Exercise instructions >> Extract all of the entries and give them again, word for word.

Records >>
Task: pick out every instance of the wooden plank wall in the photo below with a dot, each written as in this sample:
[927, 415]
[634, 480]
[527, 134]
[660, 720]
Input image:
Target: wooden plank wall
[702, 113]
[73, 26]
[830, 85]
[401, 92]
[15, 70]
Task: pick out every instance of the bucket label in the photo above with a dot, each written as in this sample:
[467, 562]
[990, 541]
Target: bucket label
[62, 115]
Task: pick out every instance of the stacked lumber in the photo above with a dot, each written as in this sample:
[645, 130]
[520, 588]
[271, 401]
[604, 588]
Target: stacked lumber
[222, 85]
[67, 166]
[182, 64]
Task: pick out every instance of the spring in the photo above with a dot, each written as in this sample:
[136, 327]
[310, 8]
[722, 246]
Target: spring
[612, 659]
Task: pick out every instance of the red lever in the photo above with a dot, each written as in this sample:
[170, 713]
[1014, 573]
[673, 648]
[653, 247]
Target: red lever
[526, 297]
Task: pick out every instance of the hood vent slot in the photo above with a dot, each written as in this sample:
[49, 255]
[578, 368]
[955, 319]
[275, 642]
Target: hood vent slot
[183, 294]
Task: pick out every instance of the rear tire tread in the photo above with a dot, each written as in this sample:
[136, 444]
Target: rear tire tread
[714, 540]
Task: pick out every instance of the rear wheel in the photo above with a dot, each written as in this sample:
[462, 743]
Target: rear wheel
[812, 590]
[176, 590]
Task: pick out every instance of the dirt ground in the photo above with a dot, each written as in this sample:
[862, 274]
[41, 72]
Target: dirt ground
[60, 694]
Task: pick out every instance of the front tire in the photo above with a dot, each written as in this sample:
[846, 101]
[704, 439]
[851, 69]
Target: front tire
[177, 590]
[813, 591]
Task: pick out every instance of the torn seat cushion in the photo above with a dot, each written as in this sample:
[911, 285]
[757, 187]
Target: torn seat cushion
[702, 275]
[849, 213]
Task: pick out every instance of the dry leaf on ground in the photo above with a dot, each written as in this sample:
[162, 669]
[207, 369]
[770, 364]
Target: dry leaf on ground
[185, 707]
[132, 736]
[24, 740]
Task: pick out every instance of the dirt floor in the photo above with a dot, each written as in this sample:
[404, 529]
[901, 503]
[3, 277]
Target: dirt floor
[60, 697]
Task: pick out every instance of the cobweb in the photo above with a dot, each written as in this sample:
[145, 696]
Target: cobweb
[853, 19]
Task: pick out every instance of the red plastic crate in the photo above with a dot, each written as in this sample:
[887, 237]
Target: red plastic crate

The reply >>
Task: pick out every instance of the wooden plank wall in the photo below with a dot, each written as in this sample:
[927, 415]
[634, 480]
[527, 134]
[660, 720]
Input image:
Target: wooden plank wall
[702, 113]
[73, 26]
[830, 85]
[401, 92]
[15, 70]
Task: pick out every instance of the bucket label in the photo above with a dot, each written as in this sample:
[467, 562]
[990, 541]
Target: bucket label
[62, 115]
Task: pick out every instance of the stacked lumber in the photo above with a dot, each written as in this sample:
[645, 130]
[520, 588]
[271, 401]
[604, 588]
Target: stacked lumber
[222, 85]
[67, 166]
[182, 64]
Task: pick out every instance of the spring in the photo above with a dot, each written as in this sample:
[136, 327]
[310, 8]
[722, 246]
Target: spring
[612, 659]
Task: pick out every instance of the red lever in the photo above with a dot, each written as in this sample:
[170, 713]
[1014, 573]
[673, 648]
[653, 247]
Target: red lever
[526, 297]
Task: pick out every instance of the hood vent slot in the photo above with a dot, each written as in this sample:
[49, 255]
[578, 368]
[955, 319]
[275, 642]
Target: hood vent slot
[183, 294]
Task: pick out every instance of the rear tire tread in the photo above with a dot, each written as in this sample:
[136, 444]
Target: rear tire tread
[714, 540]
Task: pick out every instance of the rear wheel in the photo above with a dot, each written as in this sample:
[462, 743]
Target: rear wheel
[812, 590]
[176, 590]
Task: pick out every instance of the dirt ground in the photo above with a dot, each written as in this sample:
[862, 274]
[41, 72]
Target: dirt ground
[60, 694]
Task: pick out every instance of the front tire in the photo above with a dot, each written as in this sample:
[846, 101]
[704, 439]
[851, 69]
Target: front tire
[177, 590]
[813, 591]
Task: pick out every instance of the torn seat cushion in the photo above with a dot, each written as in this sample:
[911, 285]
[757, 187]
Target: torn seat cushion
[702, 275]
[849, 213]
Task: pick out every instance of the dry leaf on ground in the photo above with a dot, each written as in this sample:
[162, 669]
[207, 369]
[770, 364]
Target: dry leaf on ground
[185, 707]
[132, 736]
[24, 740]
Task: pick out every instance of the dirt floor in the photo above with a dot, each written as in this sample:
[404, 529]
[901, 503]
[3, 277]
Target: dirt floor
[60, 697]
Task: pick out every instance of the cobweb in the photo above with a dot, each written as in this sample:
[145, 696]
Target: cobweb
[853, 19]
Task: pick out every instance of the red plastic crate in the photo above with a dot, each written as in this sample:
[887, 237]
Target: red plastic crate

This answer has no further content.